» TASK DESCRIPTION:
Summarize the post about the Mangano murder in two sentences.

Showing posts with label Mangano. Show all posts
Showing posts with label Mangano. Show all posts

19 April 2017

66 years ago: Mangano murder

On the morning of April 19, 1951, Mrs. Mary Gooch of 7501 Avenue X in Brooklyn, was walking through the tall grass of a marshy area in her Bergen Beach neighborhood when she discovered a man's dead body. 

Brooklyn Eagle, April 20, 1951.
For Mrs. Gooch the discovery may not have been quite as startling as it would have been for others. It was said that two years earlier, she stumbled across another dead body in the same location - south of Avenue Y near the foot of East 72nd Street. Mrs. Gooch summoned the police.

The partly dressed corpse was lying face-down in the dirt. It was wearing no pants, shoes or coat but had on a white shirt, white shorts and undershirt, black socks, black tie and gold tie clip. The tie clip was still fastened neatly in place.

» DATA EXCERPTS:

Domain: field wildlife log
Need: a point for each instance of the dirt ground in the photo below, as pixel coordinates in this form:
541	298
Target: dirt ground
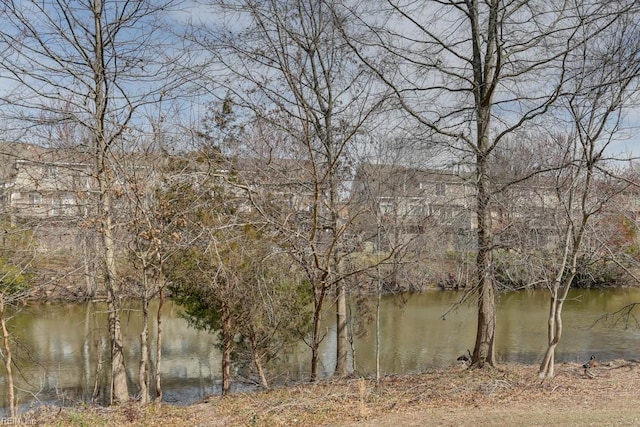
456	396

» SOLVED PROBLEM:
On the morning of April 19, 1951, Mrs. Mary Gooch found a man's dead body in the tall grass of a marshy area in her Bergen Beach neighborhood in Brooklyn, and she summoned the police. The partly dressed corpse lay face-down with no pants, shoes or coat, but it wore a white shirt, white shorts and undershirt, black socks, a black tie and a gold tie clip that was still neatly fastened.